::: Stored records :::

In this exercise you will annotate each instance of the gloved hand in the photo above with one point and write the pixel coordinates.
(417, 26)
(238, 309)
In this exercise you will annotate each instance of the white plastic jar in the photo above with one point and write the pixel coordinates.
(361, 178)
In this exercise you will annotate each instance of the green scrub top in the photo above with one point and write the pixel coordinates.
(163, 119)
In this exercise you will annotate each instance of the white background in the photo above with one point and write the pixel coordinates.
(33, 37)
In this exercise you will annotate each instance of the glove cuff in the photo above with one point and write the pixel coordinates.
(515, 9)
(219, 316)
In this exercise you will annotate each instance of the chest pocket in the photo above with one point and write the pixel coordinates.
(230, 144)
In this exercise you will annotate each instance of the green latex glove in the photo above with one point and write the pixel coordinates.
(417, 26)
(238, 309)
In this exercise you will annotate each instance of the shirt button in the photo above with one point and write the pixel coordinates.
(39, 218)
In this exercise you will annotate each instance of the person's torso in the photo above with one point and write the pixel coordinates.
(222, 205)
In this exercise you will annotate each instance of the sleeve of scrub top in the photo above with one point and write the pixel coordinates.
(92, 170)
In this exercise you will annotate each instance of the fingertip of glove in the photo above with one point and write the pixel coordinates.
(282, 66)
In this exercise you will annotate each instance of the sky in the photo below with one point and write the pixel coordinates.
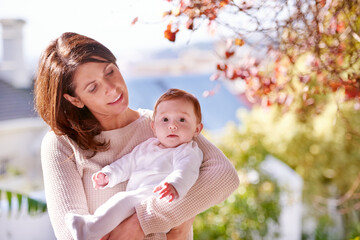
(108, 21)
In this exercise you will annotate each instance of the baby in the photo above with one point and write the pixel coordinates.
(167, 165)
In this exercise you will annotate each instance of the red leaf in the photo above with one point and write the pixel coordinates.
(229, 54)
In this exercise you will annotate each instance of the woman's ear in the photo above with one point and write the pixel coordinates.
(74, 100)
(198, 129)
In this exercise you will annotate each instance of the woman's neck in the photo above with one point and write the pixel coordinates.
(120, 120)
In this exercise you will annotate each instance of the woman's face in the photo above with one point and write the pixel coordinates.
(101, 88)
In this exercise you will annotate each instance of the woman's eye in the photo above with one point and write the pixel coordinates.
(110, 72)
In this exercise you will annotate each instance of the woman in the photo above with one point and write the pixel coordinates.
(81, 94)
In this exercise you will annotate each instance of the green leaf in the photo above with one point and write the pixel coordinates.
(19, 198)
(9, 198)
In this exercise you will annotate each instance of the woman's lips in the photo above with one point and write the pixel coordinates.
(172, 135)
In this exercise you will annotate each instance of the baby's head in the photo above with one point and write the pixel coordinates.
(177, 118)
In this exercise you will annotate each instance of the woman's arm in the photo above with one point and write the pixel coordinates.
(217, 180)
(63, 185)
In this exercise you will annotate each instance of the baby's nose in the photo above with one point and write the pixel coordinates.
(172, 127)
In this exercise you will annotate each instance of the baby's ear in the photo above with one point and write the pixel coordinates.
(198, 129)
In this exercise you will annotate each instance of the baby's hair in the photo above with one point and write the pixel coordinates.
(174, 93)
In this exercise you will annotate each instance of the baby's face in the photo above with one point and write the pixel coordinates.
(175, 122)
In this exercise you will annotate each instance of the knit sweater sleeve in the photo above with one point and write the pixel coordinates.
(217, 180)
(63, 186)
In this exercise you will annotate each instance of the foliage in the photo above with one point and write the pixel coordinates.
(323, 35)
(323, 149)
(34, 206)
(252, 208)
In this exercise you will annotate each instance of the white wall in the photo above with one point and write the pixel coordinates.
(20, 141)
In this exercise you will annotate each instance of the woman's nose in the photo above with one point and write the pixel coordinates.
(109, 88)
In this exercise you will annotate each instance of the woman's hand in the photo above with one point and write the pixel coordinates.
(129, 229)
(180, 232)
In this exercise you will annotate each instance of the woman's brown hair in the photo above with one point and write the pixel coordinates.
(57, 66)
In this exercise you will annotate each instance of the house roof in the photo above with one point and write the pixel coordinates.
(15, 103)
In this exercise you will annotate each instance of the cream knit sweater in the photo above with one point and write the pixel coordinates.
(68, 186)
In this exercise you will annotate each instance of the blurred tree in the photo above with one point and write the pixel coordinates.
(312, 45)
(34, 206)
(305, 71)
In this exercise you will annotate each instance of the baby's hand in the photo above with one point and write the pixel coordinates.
(167, 190)
(100, 180)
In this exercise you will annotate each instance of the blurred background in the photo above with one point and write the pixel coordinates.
(279, 85)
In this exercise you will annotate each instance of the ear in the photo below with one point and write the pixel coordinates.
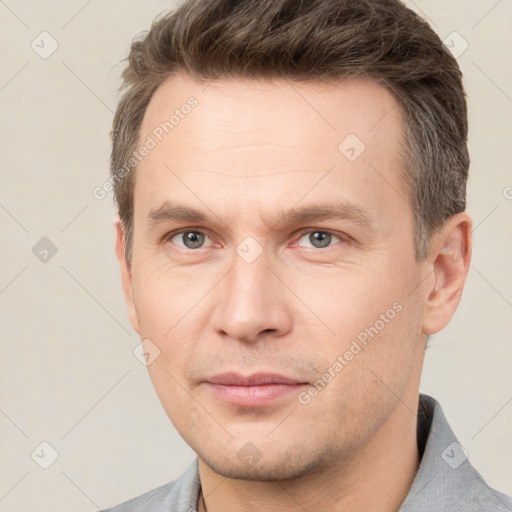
(450, 254)
(126, 274)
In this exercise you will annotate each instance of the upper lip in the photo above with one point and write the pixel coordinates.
(256, 379)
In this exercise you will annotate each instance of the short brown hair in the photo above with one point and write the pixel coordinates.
(313, 40)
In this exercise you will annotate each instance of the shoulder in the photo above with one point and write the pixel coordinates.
(180, 495)
(153, 500)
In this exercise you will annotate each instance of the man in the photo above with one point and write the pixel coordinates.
(290, 178)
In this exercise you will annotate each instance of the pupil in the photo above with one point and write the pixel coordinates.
(193, 239)
(323, 239)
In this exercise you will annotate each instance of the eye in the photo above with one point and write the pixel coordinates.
(190, 239)
(319, 239)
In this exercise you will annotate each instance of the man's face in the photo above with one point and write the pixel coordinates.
(251, 288)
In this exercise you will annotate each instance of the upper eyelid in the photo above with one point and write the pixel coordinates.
(342, 236)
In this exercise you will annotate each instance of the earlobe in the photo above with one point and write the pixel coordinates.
(450, 256)
(126, 274)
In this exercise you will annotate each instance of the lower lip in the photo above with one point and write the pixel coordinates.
(251, 396)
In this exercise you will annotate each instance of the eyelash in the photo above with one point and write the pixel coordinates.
(341, 236)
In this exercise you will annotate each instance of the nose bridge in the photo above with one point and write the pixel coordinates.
(248, 303)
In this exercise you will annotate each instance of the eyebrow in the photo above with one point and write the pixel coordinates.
(351, 212)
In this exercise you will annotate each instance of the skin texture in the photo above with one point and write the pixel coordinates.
(246, 154)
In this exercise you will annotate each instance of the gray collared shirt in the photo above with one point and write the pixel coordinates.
(445, 481)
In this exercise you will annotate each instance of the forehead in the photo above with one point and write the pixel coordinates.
(278, 135)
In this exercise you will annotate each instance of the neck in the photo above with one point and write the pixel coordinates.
(377, 476)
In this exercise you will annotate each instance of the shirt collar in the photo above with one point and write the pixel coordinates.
(445, 481)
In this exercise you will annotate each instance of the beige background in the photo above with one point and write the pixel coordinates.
(68, 375)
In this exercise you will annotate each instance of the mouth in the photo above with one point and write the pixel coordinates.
(254, 390)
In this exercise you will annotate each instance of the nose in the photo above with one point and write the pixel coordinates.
(252, 302)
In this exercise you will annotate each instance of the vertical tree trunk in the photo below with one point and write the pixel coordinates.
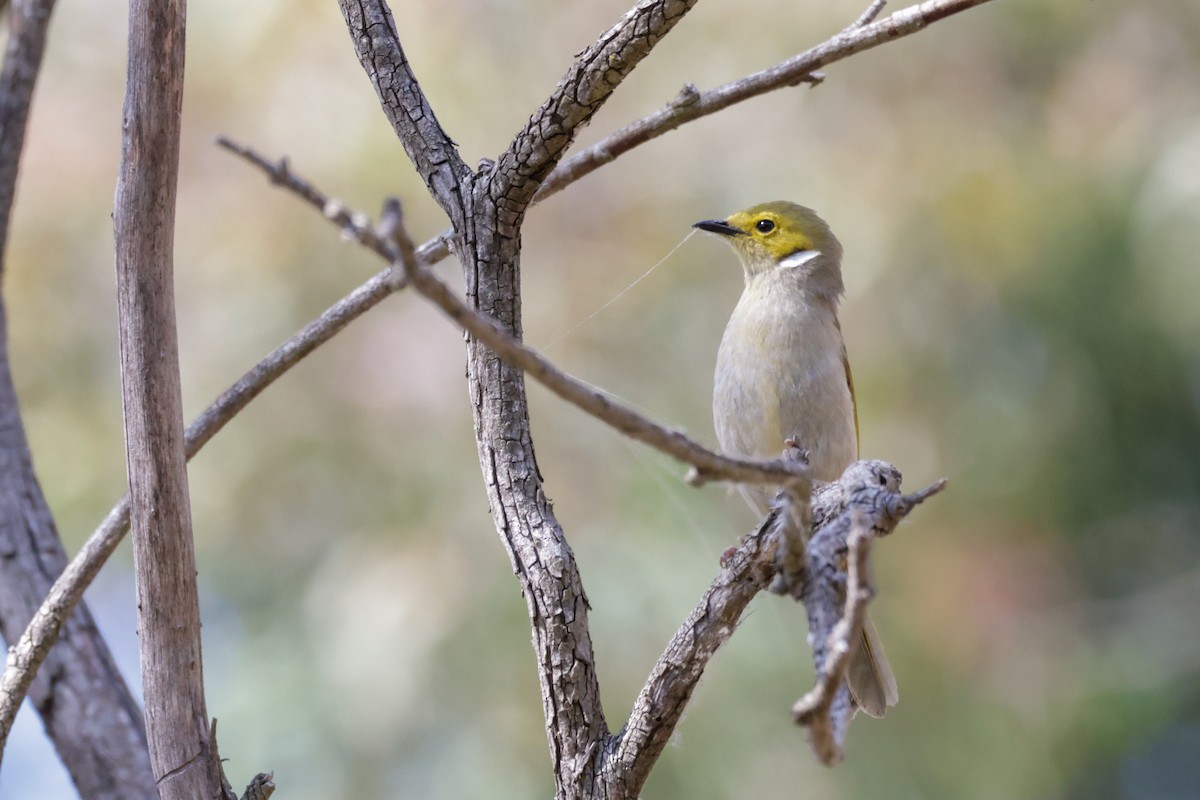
(85, 707)
(84, 704)
(165, 560)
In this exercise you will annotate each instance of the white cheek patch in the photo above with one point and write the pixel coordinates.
(798, 258)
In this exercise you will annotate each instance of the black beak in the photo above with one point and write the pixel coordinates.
(719, 227)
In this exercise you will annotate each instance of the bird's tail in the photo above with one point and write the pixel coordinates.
(871, 680)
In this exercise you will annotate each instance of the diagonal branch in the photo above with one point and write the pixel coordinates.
(707, 465)
(591, 79)
(837, 602)
(868, 489)
(33, 647)
(426, 143)
(691, 104)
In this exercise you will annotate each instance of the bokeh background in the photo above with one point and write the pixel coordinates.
(1019, 193)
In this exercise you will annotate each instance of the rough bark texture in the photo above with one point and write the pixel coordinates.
(181, 752)
(85, 707)
(84, 704)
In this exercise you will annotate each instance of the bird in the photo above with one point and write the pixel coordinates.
(783, 374)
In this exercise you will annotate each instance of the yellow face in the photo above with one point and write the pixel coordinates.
(779, 234)
(779, 229)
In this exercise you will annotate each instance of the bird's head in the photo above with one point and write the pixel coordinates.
(781, 239)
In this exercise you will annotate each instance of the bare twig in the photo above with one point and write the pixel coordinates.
(85, 707)
(693, 104)
(587, 84)
(707, 465)
(711, 624)
(835, 603)
(412, 118)
(868, 16)
(27, 655)
(869, 488)
(181, 752)
(355, 227)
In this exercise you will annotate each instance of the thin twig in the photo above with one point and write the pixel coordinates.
(835, 603)
(745, 572)
(30, 650)
(580, 94)
(868, 16)
(707, 465)
(693, 104)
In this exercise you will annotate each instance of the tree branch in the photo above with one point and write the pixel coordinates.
(181, 751)
(707, 465)
(691, 104)
(426, 143)
(868, 489)
(84, 704)
(59, 601)
(837, 602)
(591, 79)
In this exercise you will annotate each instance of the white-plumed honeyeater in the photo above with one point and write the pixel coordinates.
(783, 373)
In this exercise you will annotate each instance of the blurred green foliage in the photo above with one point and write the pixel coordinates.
(1019, 193)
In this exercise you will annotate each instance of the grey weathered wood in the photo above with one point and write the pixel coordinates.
(85, 707)
(181, 752)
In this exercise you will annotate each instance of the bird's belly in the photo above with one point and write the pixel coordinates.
(785, 391)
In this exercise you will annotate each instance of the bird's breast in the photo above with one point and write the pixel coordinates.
(780, 374)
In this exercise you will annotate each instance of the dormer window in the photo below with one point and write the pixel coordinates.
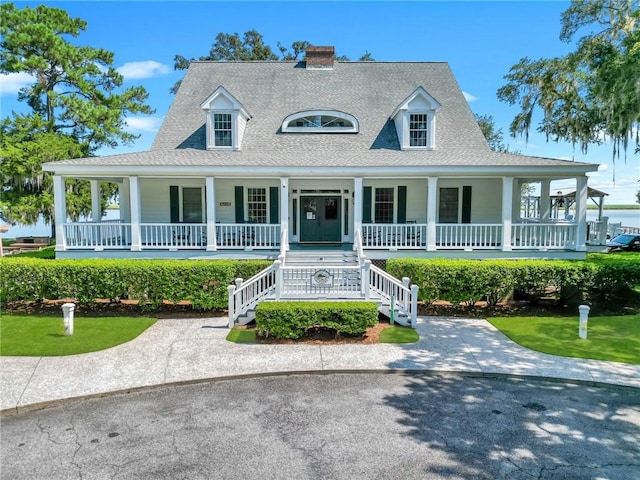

:::

Prompt
Turn the stretch from the line containing "the bird's breast" through the end of the records into a JSON list of strings with one string per line, skipping blank lines and leaving out the pictures.

Answer to the problem
[
  "In this exercise you will annotate each instance of the bird's breast in the photo above with one point and write the pixel coordinates.",
  "(780, 374)",
  "In this exercise you will annotate each instance of the dormer window in the photo below with one point and write the pixel coordinates."
]